▶ **Task directions**
Which lines in the entries below contain the word "woman"? Pick out each of those lines and copy it.

# START OF Available data

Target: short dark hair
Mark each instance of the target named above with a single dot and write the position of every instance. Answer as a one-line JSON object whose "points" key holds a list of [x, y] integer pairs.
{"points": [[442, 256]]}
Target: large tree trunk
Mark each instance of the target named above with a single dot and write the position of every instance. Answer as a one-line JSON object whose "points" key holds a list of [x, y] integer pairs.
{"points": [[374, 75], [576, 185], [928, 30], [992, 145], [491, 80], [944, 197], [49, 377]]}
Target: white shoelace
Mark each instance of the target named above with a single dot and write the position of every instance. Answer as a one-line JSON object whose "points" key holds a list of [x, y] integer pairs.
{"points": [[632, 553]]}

# END OF Available data
# START OF Available data

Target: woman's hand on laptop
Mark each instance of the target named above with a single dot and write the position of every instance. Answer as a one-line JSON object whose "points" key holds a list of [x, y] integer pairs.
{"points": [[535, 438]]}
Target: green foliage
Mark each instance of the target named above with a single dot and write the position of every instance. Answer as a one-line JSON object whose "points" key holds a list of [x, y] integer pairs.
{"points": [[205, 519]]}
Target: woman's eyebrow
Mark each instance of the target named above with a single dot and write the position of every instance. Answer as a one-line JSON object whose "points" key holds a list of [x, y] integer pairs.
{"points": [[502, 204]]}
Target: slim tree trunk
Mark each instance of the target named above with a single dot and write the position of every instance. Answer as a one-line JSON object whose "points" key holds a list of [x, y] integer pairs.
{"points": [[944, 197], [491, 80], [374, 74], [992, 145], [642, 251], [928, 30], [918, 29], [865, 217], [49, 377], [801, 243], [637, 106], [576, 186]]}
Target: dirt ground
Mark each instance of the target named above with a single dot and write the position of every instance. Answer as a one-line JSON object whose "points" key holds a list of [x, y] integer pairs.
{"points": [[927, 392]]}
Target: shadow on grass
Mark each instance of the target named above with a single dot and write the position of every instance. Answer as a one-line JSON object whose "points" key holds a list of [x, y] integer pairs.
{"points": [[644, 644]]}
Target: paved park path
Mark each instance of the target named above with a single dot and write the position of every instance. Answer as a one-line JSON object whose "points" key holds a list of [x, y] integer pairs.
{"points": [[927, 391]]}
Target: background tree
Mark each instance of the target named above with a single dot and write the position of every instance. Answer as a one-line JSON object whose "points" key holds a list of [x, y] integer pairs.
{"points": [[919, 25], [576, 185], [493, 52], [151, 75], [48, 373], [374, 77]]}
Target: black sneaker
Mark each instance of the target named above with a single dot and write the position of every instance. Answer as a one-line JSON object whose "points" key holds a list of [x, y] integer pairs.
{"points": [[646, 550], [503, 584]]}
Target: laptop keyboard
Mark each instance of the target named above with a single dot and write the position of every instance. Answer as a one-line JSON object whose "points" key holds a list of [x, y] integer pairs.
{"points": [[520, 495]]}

# END OF Available data

▶ **Solution to the exercise**
Target: woman's hand on laptop
Target: woman's eyebrow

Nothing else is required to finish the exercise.